Exercise text:
== == ==

What the names hide and suggest

Nothing in Raised by Wolves is by chance and the names have meaning.

Marcus Drusus was an important political reformer in ancient Rome, who lived before Christ and promoted changes in Roman laws, such as colonial and agrarian reform bills, as well as trying to resolve tensions between the senatorial order (the political class) and the equestrian order, or knights (the commercial class).

After suggesting citizenship and emancipation of Rome’s allies, he ended up murdered, at home, and the consequence was the triggering of a civil war that only came to an end when Lucius Cornelius Sulla (notice, LUCIUS) managed to unify the Roman empire, years later. This is a very general summary, it has a lot more historical details, but what matters are the names. Marcus was killed, Lucius emerged victorious on his behalf afterward.

== == ==

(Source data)

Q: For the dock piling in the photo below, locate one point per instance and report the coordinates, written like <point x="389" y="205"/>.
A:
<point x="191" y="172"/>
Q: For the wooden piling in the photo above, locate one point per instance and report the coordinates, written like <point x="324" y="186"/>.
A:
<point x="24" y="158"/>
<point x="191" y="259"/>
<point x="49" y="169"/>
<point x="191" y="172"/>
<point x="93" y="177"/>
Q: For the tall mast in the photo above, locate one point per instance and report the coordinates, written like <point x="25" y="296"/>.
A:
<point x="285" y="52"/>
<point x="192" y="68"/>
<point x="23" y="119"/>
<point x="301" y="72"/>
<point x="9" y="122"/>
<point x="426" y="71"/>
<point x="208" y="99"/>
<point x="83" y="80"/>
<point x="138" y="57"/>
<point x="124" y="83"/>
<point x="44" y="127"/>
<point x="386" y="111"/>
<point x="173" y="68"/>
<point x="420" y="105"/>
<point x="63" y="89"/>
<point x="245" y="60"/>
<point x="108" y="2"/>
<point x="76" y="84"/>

== == ==

Exercise A:
Answer these questions from the text on the names in Raised by Wolves:
(i) Which two orders did Marcus Drusus try to resolve tensions between?
(ii) Where was Marcus Drusus murdered?
(iii) Who managed to unify the Roman empire and end the civil war?
Exercise B:
Copy the passage of the text on the names in Raised by Wolves from "What the names" to "(the commercial class).", word for word.

Response box A:
(i) The senatorial order (the political class) and the equestrian order, or knights (the commercial class).
(ii) At home.
(iii) Lucius Cornelius Sulla.

Response box B:
What the names hide and suggest

Nothing in Raised by Wolves is by chance and the names have meaning.

Marcus Drusus was an important political reformer in ancient Rome, who lived before Christ and promoted changes in Roman laws, such as colonial and agrarian reform bills, as well as trying to resolve tensions between the senatorial order (the political class) and the equestrian order, or knights (the commercial class).